**** RECORDS SHOWN
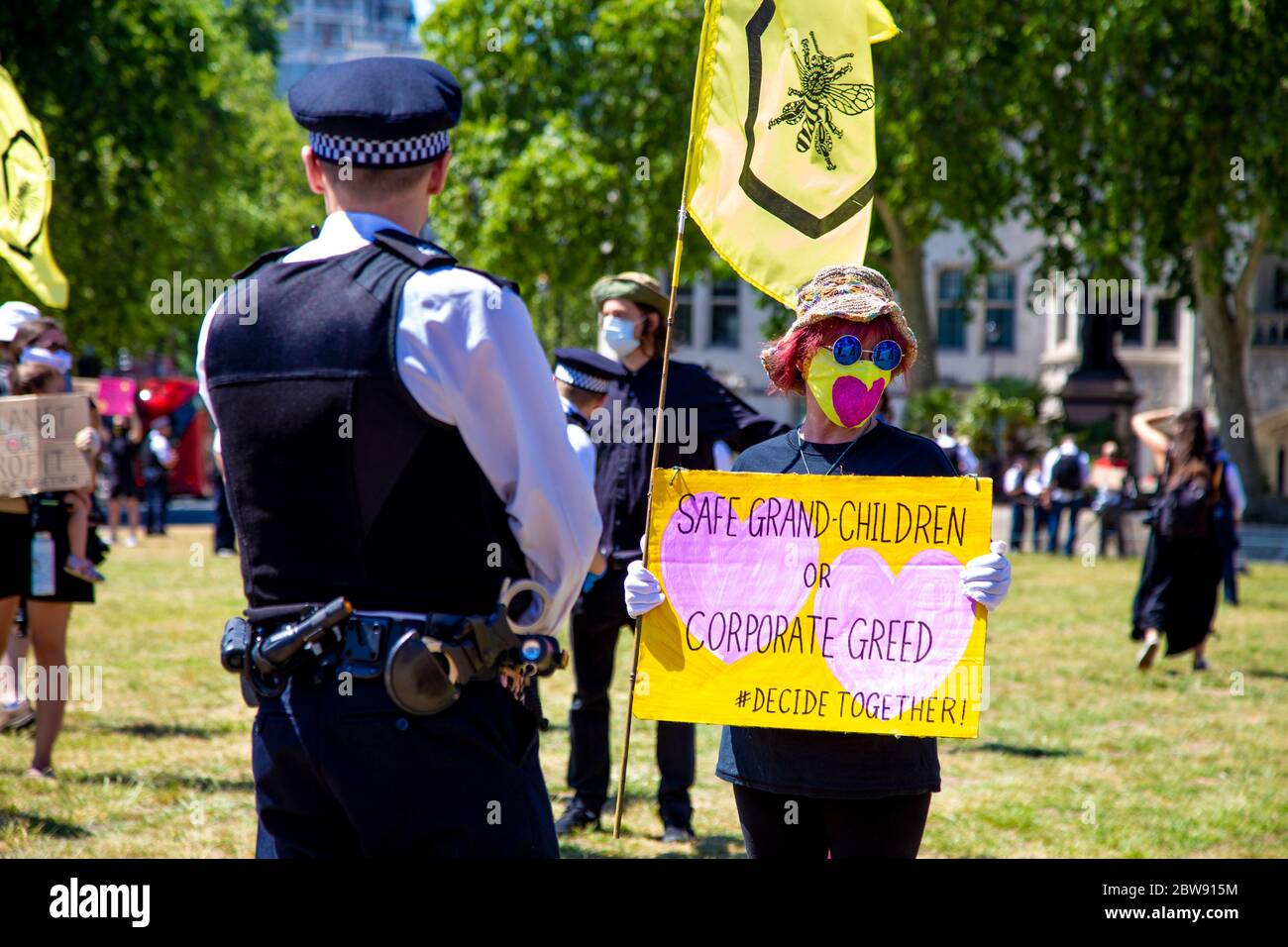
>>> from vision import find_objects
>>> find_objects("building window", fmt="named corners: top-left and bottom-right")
top-left (662, 286), bottom-right (693, 346)
top-left (711, 279), bottom-right (739, 349)
top-left (1154, 299), bottom-right (1176, 346)
top-left (935, 269), bottom-right (966, 349)
top-left (984, 269), bottom-right (1015, 352)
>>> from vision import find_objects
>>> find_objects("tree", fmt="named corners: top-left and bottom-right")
top-left (421, 0), bottom-right (724, 347)
top-left (1019, 0), bottom-right (1288, 502)
top-left (0, 0), bottom-right (318, 364)
top-left (421, 0), bottom-right (1018, 366)
top-left (868, 0), bottom-right (1026, 390)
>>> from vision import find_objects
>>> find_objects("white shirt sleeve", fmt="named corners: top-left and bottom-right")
top-left (197, 299), bottom-right (223, 454)
top-left (395, 268), bottom-right (600, 630)
top-left (564, 423), bottom-right (596, 492)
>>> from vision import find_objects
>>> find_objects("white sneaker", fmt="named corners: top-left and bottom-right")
top-left (1136, 635), bottom-right (1163, 672)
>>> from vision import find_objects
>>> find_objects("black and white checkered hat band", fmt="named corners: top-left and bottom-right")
top-left (555, 364), bottom-right (608, 394)
top-left (309, 130), bottom-right (448, 167)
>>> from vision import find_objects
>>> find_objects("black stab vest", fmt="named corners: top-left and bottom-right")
top-left (205, 231), bottom-right (525, 614)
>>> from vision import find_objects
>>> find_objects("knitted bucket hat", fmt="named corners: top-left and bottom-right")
top-left (761, 265), bottom-right (917, 373)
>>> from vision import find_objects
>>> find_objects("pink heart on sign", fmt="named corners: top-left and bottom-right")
top-left (814, 549), bottom-right (975, 719)
top-left (832, 374), bottom-right (885, 428)
top-left (661, 492), bottom-right (818, 664)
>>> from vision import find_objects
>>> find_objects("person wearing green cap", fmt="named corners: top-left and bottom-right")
top-left (555, 271), bottom-right (787, 841)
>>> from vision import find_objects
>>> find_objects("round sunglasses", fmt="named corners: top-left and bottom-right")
top-left (823, 335), bottom-right (903, 371)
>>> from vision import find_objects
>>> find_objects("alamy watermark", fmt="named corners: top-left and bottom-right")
top-left (590, 401), bottom-right (698, 454)
top-left (1033, 269), bottom-right (1143, 326)
top-left (151, 269), bottom-right (259, 326)
top-left (0, 661), bottom-right (103, 712)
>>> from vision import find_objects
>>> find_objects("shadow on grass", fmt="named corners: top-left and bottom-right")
top-left (58, 772), bottom-right (255, 792)
top-left (0, 809), bottom-right (93, 839)
top-left (1248, 668), bottom-right (1288, 681)
top-left (94, 723), bottom-right (241, 740)
top-left (657, 835), bottom-right (743, 858)
top-left (960, 743), bottom-right (1082, 759)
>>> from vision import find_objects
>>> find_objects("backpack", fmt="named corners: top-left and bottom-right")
top-left (1051, 454), bottom-right (1082, 491)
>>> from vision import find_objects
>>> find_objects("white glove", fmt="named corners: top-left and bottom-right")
top-left (962, 540), bottom-right (1012, 612)
top-left (73, 428), bottom-right (103, 454)
top-left (623, 559), bottom-right (666, 618)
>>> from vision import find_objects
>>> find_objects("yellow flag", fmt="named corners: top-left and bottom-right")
top-left (0, 67), bottom-right (67, 309)
top-left (686, 0), bottom-right (899, 305)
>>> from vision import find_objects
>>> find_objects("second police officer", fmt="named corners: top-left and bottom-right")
top-left (197, 56), bottom-right (600, 857)
top-left (557, 271), bottom-right (787, 841)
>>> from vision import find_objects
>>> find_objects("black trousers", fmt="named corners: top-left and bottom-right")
top-left (252, 677), bottom-right (559, 858)
top-left (733, 785), bottom-right (931, 860)
top-left (143, 479), bottom-right (170, 536)
top-left (214, 471), bottom-right (237, 552)
top-left (568, 569), bottom-right (696, 827)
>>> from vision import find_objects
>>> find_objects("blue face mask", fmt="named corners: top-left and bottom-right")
top-left (18, 346), bottom-right (72, 374)
top-left (600, 316), bottom-right (640, 359)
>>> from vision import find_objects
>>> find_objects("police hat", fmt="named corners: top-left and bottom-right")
top-left (288, 55), bottom-right (461, 167)
top-left (555, 349), bottom-right (626, 394)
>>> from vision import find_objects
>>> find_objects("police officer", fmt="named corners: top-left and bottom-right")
top-left (197, 56), bottom-right (600, 857)
top-left (555, 348), bottom-right (626, 487)
top-left (557, 271), bottom-right (787, 841)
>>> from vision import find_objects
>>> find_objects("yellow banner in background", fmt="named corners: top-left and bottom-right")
top-left (0, 67), bottom-right (67, 309)
top-left (686, 0), bottom-right (899, 305)
top-left (635, 471), bottom-right (993, 737)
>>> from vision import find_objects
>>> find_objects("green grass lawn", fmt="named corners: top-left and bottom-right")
top-left (0, 527), bottom-right (1288, 857)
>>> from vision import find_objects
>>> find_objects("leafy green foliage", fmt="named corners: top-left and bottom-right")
top-left (903, 376), bottom-right (1047, 466)
top-left (0, 0), bottom-right (312, 368)
top-left (1017, 0), bottom-right (1288, 501)
top-left (421, 0), bottom-right (729, 346)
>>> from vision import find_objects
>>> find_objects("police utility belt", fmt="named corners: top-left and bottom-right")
top-left (219, 579), bottom-right (568, 715)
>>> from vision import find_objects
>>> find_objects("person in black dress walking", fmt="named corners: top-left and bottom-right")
top-left (1130, 408), bottom-right (1221, 672)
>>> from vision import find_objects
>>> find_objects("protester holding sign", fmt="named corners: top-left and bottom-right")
top-left (625, 266), bottom-right (1010, 858)
top-left (13, 365), bottom-right (103, 582)
top-left (0, 320), bottom-right (102, 779)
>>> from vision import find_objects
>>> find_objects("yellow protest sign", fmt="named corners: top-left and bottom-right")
top-left (635, 471), bottom-right (993, 737)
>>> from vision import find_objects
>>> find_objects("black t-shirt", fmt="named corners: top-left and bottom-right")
top-left (716, 420), bottom-right (957, 798)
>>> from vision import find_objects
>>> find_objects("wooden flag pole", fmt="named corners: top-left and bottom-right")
top-left (613, 0), bottom-right (711, 839)
top-left (613, 203), bottom-right (690, 839)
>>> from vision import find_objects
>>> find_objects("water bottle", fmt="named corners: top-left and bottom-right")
top-left (31, 532), bottom-right (56, 598)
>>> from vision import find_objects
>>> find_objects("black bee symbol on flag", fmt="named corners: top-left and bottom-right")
top-left (769, 30), bottom-right (876, 171)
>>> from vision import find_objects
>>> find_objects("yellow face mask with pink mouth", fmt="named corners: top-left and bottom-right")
top-left (805, 348), bottom-right (893, 428)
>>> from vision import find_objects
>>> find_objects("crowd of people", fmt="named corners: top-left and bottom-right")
top-left (0, 301), bottom-right (175, 779)
top-left (0, 56), bottom-right (1239, 860)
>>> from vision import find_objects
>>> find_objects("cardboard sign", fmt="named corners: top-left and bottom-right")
top-left (98, 377), bottom-right (139, 417)
top-left (1089, 462), bottom-right (1127, 493)
top-left (635, 471), bottom-right (993, 737)
top-left (0, 394), bottom-right (93, 496)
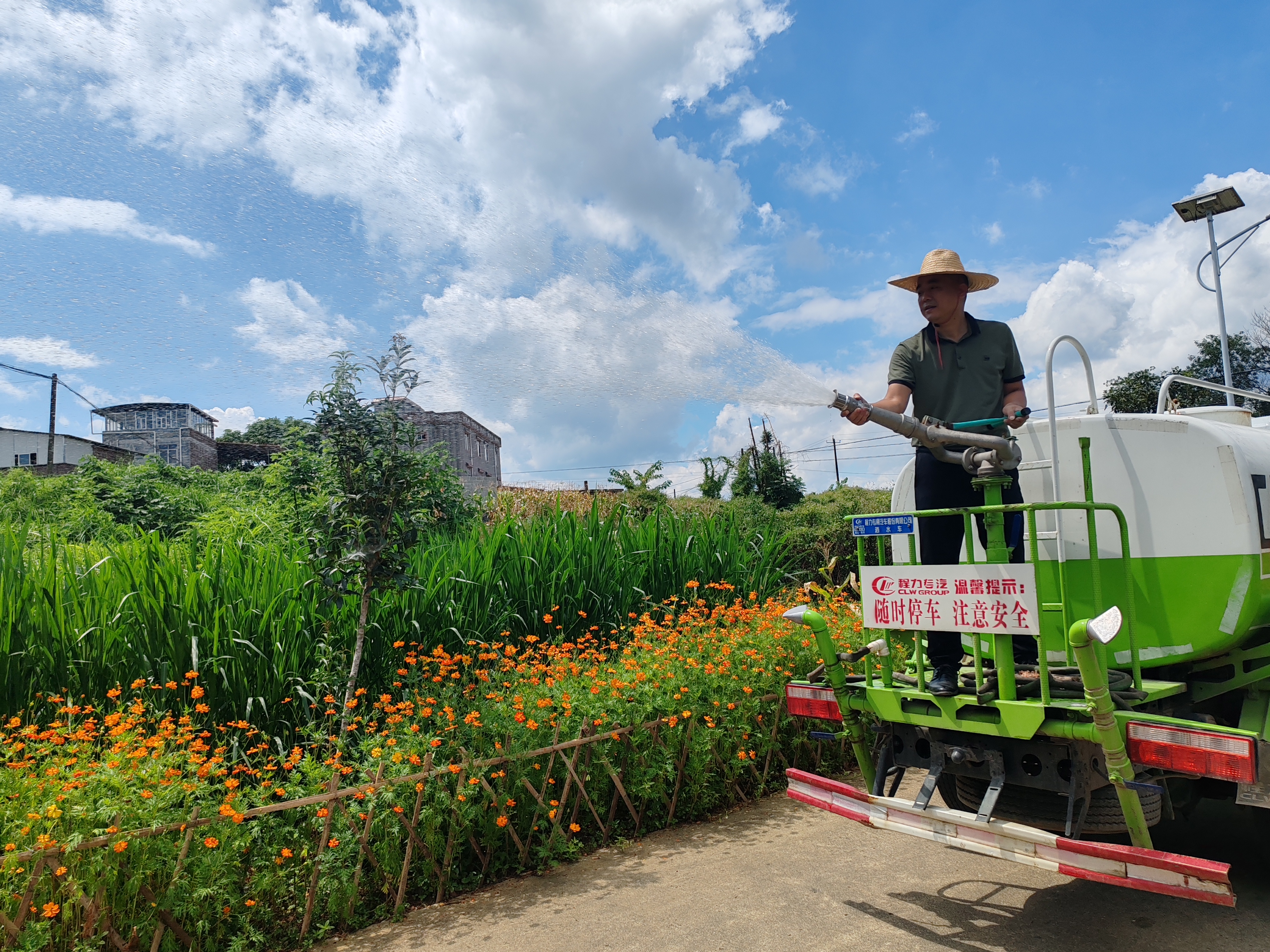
********
• _AIM OF THE EXERCISE_: Rewrite all the items above with every "find_objects" switched to "locate_objects" and nothing else altered. Leave the pictures out.

• _WRITTEN SOLUTION_:
>>> from vision import locate_objects
>>> locate_objects("building window", fmt="named corners: top-left and bottom-right")
top-left (662, 286), bottom-right (693, 346)
top-left (711, 279), bottom-right (739, 349)
top-left (1154, 299), bottom-right (1176, 346)
top-left (935, 269), bottom-right (966, 349)
top-left (984, 269), bottom-right (1015, 352)
>>> from vision import locate_objects
>>> locate_objects("tree", fmt="named corners: top-left and bottom-right")
top-left (421, 0), bottom-right (724, 347)
top-left (1019, 0), bottom-right (1288, 502)
top-left (0, 0), bottom-right (318, 364)
top-left (421, 0), bottom-right (1018, 366)
top-left (868, 0), bottom-right (1026, 390)
>>> from vision import locate_objects
>>> locate_objects("white shirt sleeve", fmt="named corners: top-left and bottom-right")
top-left (197, 299), bottom-right (223, 454)
top-left (395, 268), bottom-right (600, 630)
top-left (564, 423), bottom-right (596, 492)
>>> from vision import locate_objects
>>> locate_objects("white sneaker", fmt="named corners: top-left and bottom-right")
top-left (1136, 635), bottom-right (1163, 672)
>>> from vision import locate_objects
>>> locate_objects("black and white checkered hat band", fmt="named corners: top-left and bottom-right")
top-left (555, 364), bottom-right (608, 394)
top-left (309, 130), bottom-right (448, 167)
>>> from vision import locate_objects
>>> locate_objects("black stab vest", fmt="named corners: top-left and bottom-right")
top-left (205, 231), bottom-right (525, 614)
>>> from vision import locate_objects
>>> locate_objects("knitted bucket hat", fmt="named corners: top-left and bottom-right")
top-left (761, 265), bottom-right (917, 373)
>>> from vision import locate_objects
>>> locate_objects("pink heart on sign", fmt="named corners: top-left and bottom-right")
top-left (814, 549), bottom-right (975, 719)
top-left (832, 374), bottom-right (885, 428)
top-left (661, 492), bottom-right (818, 664)
>>> from vision import locate_objects
>>> locate_objects("person wearing green cap", fmt="named corners: top-left and bottom-right")
top-left (555, 271), bottom-right (787, 841)
>>> from vision import locate_objects
>>> locate_objects("round sunglasses", fmt="named corners: top-left and bottom-right")
top-left (823, 335), bottom-right (903, 371)
>>> from vision import locate_objects
>>> locate_objects("alamy watermark", fmt="named corners: top-left and bottom-right")
top-left (590, 401), bottom-right (698, 454)
top-left (1033, 269), bottom-right (1143, 326)
top-left (151, 269), bottom-right (259, 326)
top-left (0, 661), bottom-right (103, 712)
>>> from vision import locate_objects
>>> locate_objects("shadow on grass", fmt="named corners: top-left and bottom-right")
top-left (58, 772), bottom-right (255, 792)
top-left (0, 809), bottom-right (93, 839)
top-left (1248, 668), bottom-right (1288, 681)
top-left (94, 723), bottom-right (241, 740)
top-left (657, 835), bottom-right (743, 858)
top-left (960, 743), bottom-right (1082, 759)
>>> from vision import locate_objects
>>> locate_objects("backpack", fmt="named corners: top-left and bottom-right")
top-left (1051, 454), bottom-right (1082, 491)
>>> from vision import locate_objects
>>> locate_objects("white glove", fmt="named corners: top-left and bottom-right")
top-left (962, 540), bottom-right (1012, 612)
top-left (73, 428), bottom-right (103, 454)
top-left (623, 559), bottom-right (666, 618)
>>> from vision import locate_objects
>>> locate_objects("yellow flag", fmt="named corners: top-left and bottom-right")
top-left (0, 67), bottom-right (67, 309)
top-left (686, 0), bottom-right (899, 305)
>>> from vision import locate_objects
>>> locate_objects("second police officer", fmt="named corners: top-left and bottom-right")
top-left (197, 56), bottom-right (600, 857)
top-left (557, 271), bottom-right (787, 841)
>>> from vision import locate_objects
>>> locate_objects("black trousers", fmt="named corners: top-left and bottom-right")
top-left (252, 677), bottom-right (559, 858)
top-left (733, 785), bottom-right (931, 860)
top-left (143, 479), bottom-right (170, 536)
top-left (214, 471), bottom-right (237, 552)
top-left (568, 569), bottom-right (696, 827)
>>> from vision import locate_objects
>>> locate_objects("blue face mask", fmt="named corners: top-left and bottom-right")
top-left (18, 346), bottom-right (72, 374)
top-left (600, 316), bottom-right (640, 359)
>>> from vision import locate_objects
>>> locate_objects("police hat", fmt="named corners: top-left and bottom-right")
top-left (288, 55), bottom-right (461, 167)
top-left (555, 349), bottom-right (626, 394)
>>> from vision import locate_objects
>>> locate_objects("police officer", fmt="named corners: top-left and bottom-right")
top-left (197, 56), bottom-right (600, 857)
top-left (555, 348), bottom-right (626, 487)
top-left (557, 271), bottom-right (787, 841)
>>> from vision import locate_objects
>>> locate_objects("yellow banner in background", fmt="named corners: top-left and bottom-right")
top-left (0, 67), bottom-right (67, 309)
top-left (686, 0), bottom-right (899, 305)
top-left (635, 471), bottom-right (993, 737)
>>> from vision import locate_objects
>>> locate_objects("green grass lawn", fmt="named corners: top-left and bottom-right")
top-left (0, 527), bottom-right (1288, 857)
>>> from vision import locate_objects
>>> locate_objects("leafy green foliage", fmt="named corners: top-left and bottom-right")
top-left (903, 376), bottom-right (1047, 466)
top-left (0, 0), bottom-right (312, 368)
top-left (1017, 0), bottom-right (1288, 501)
top-left (421, 0), bottom-right (729, 346)
>>> from vision import locate_objects
>>> locate_objects("police utility belt", fmt="named corners: top-left and bottom-right")
top-left (219, 579), bottom-right (568, 715)
>>> from vision import locate_objects
>>> locate_objects("person in black dress walking", fmt="named corners: top-left and bottom-right")
top-left (1130, 408), bottom-right (1221, 672)
>>> from vision import locate_objects
>>> locate_objects("protester holding sign", fmt="named corners: top-left and bottom-right")
top-left (625, 266), bottom-right (1010, 858)
top-left (13, 365), bottom-right (103, 582)
top-left (0, 320), bottom-right (102, 779)
>>> from vision import locate_objects
>>> locate_objects("yellow protest sign", fmt="named corners: top-left and bottom-right")
top-left (635, 471), bottom-right (993, 737)
>>> from vision import locate_objects
>>> locate_objects("black t-shirt", fmt="named corners: top-left and bottom-right")
top-left (716, 420), bottom-right (957, 798)
>>> from vision import locate_objects
>>> locate_objects("wooden flag pole", fmt="named corners: top-left and bottom-right")
top-left (613, 0), bottom-right (711, 839)
top-left (613, 203), bottom-right (690, 839)
>>> from vision import locate_objects
>>> locate_objects("water bottle", fmt="named corners: top-left and bottom-right")
top-left (31, 532), bottom-right (56, 598)
>>> from vision import locate_objects
>>> locate_objects("black bee symbol on flag", fmt="named corners: top-left and bottom-right")
top-left (769, 30), bottom-right (876, 171)
>>> from vision import locate_objects
>>> locate_objects("yellow face mask with pink mouth", fmt="named corners: top-left and bottom-right")
top-left (805, 348), bottom-right (893, 428)
>>> from vision import locate_objects
>>> locate_objects("crowd of people", fmt="named corners: top-left and bottom-right")
top-left (0, 301), bottom-right (175, 779)
top-left (0, 56), bottom-right (1239, 860)
>>> from vision import locate_objects
>>> locate_objects("cardboard sign", fmt="named corners: top-left and bottom-right")
top-left (98, 377), bottom-right (139, 417)
top-left (1089, 462), bottom-right (1127, 493)
top-left (635, 471), bottom-right (993, 737)
top-left (0, 394), bottom-right (93, 496)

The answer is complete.